(Beginning of SELECTED EXTRACT)

Tori's grandfather was Shiba Tatto, who immigrated to Japan from the Asian mainland in 522. Shiba and his son, Tasuna, were both saddle makers. The position was hereditary, and the ornamentation common for saddles at the time familiarized them and young Tori with metal casting, lacquer working, and wood carving. Records indicate that in 588, Tasuna may have become a Buddhist monk and carved a wooden Buddha statue.

Tori Busshi's first known work is a bronze Shaka image of Asuka-dera, Asuka, Nara Prefecture, which he finished in 606. The work made a favorable impression on Empress Suiko, and she granted Tori lands and rank equivalent to those of someone of the later fifth grade. Tori also produced an embroidered wall hanging this year.

The Yakushi Nyorai (Buddha of healing) of Wakakusa-dera is often attributed to Tori Busshi. The work was done in 607 at the request of Emperor Yōmei and Prince Shōtoku for the newly established Wakakusadera. Attribution of the work to Tori comes from an inscription on the back of the Buddha's halo. However, this inscription was probably done later than 607, which leads many scholars to speculate that the extant work is a copy of an original that may have been lost in a temple fire in 670. Nevertheless, art historians such as Seiroku Noma hold that only Tori Busshi had the skill necessary to do the piece. The work is now in the Hōryū-ji, Ikaruga, Nara Prefecture.

Art historians regularly name the Shaka Triad of Hōryūji as Tori's masterpiece. An inscription on the back of the halo states that Empress Suiko (r. 593-629) and other courtiers commissioned the piece after the deaths of two notable court ladies in 621 and the sickness of Shōtoku and his consort the following year. The piece was intended to either help speed their recovery or ease their rebirth into paradise. The prince and consort died in 622, and Tori's workshop finished the statue the following year.

The Kannon of Yumedono at Hōryūji is also in Tori Busshi's style, although it is unknown if his studio created the statue.

==Sculptural style==

Tori's works exemplify Japanese Buddhist art during the Asuka period. His style ultimately derives from that of the Chinese Wei kingdom of the late 4th to 6th century. This style was intended for sculpting rock in caves, and even though Tori and his assistants sculpted in clay for bronze casting, his pieces reflect the Chinese front-oriented design and surface flatness. His style was strongly influenced by Northern Wei Dynasty China statuary . What distinguishes Tori's works is that it conveys peace and softness despite a rigid adherence to stock poses and geometrical features.

(End of SELECTED EXTRACT)
(Beginning of DATA FOR ANALYSIS)

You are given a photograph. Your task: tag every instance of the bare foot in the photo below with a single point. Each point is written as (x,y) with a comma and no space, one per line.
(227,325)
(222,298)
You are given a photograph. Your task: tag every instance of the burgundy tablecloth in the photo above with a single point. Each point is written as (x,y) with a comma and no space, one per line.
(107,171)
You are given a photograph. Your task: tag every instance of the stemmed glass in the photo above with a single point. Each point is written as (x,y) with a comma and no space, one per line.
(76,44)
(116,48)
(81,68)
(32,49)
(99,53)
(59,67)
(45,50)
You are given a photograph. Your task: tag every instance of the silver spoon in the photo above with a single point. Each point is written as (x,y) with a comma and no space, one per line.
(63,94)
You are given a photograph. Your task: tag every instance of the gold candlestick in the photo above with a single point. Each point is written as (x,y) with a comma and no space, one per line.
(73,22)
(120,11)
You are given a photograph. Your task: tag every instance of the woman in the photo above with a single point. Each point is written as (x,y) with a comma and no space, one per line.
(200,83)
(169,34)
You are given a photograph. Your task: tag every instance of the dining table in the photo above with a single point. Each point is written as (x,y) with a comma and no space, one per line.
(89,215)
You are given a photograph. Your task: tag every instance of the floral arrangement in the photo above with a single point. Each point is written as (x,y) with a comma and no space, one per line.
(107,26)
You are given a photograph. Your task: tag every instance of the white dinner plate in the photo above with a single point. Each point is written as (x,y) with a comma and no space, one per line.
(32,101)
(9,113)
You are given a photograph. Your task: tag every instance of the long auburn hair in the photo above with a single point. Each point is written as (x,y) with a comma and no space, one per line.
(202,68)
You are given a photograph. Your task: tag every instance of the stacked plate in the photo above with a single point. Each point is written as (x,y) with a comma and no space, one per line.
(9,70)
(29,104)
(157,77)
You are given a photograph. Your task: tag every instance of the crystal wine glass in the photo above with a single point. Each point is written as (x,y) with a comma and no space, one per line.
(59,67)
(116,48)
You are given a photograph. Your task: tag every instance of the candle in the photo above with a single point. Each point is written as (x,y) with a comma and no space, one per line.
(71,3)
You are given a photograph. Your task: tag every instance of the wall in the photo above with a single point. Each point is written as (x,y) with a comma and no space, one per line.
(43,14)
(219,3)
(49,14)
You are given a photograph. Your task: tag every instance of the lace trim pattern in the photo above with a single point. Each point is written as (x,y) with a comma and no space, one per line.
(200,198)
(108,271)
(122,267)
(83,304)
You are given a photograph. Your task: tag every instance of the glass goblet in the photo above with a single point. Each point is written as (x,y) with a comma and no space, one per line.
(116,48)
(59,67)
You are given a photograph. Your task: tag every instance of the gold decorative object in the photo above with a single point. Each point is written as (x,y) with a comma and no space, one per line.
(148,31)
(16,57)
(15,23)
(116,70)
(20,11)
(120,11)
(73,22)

(End of DATA FOR ANALYSIS)

→ ACTIVITY 1: In the Tori Busshi passage, in what year did Tori's grandfather immigrate to Japan?
→ ACTIVITY 2: Retype the Tori Busshi passage starting with "Tori Busshi's first" and going on through "hanging this year.".
→ ACTIVITY 3: Continue the Tori Busshi passage from the point where it stops.
The rows come from a separate source.

→ RESPONSE BOX 1: 522

→ RESPONSE BOX 2:
Tori Busshi's first known work is a bronze Shaka image of Asuka-dera, Asuka, Nara Prefecture, which he finished in 606. The work made a favorable impression on Empress Suiko, and she granted Tori lands and rank equivalent to those of someone of the later fifth grade. Tori also produced an embroidered wall hanging this year.

→ RESPONSE BOX 3:
Tori's Buddha figures sit with an upright posture and crossed legs, their robes cascading down the body in regular, well defined folds. The geometric shapes underlying the sculptures appear in their triangular silhouettes and give them a look of tranquility and steadiness. Each Buddha's right hand is raised with the palm toward the viewer in the semui-in (Sanskrit: abhayamudra) style, conveying the Buddha's power to aid others. The left hand rests on the left leg, palm up, in the seganin (Sanskrit: varadamudra) style; this indicates the ability to lead the viewer along the path to end all suffering. Each Buddha's head is elongated, topped with curls of hair known as shōgō (Sanskrit: lakshana) that indicate the Buddha's perfect nature. Their faces are composed of smooth planes pierced only by slitlike nostrils, eyes, and eyebrows.

The Shaka Triad in particular is an example of a mature Wei style. The sculpture features a Buddha figure similar to that of the earlier Shaka statue, seated on a rectangular dais. This Buddha's robes flow down the front of the platform and betray the weightiness of the figure. A series of animated elements contrast the serene and regular Buddha. His head is surrounded by a flaming halo, in which are seated the Seven Buddhas of the Past (previous incarnations of Buddhahood preceding Shaka). A jewel of flames on an inverted lotus blossom, representing the wisdom of the Buddha, appears above the Shaka's head, and its leafed vine encircles the Buddha's head.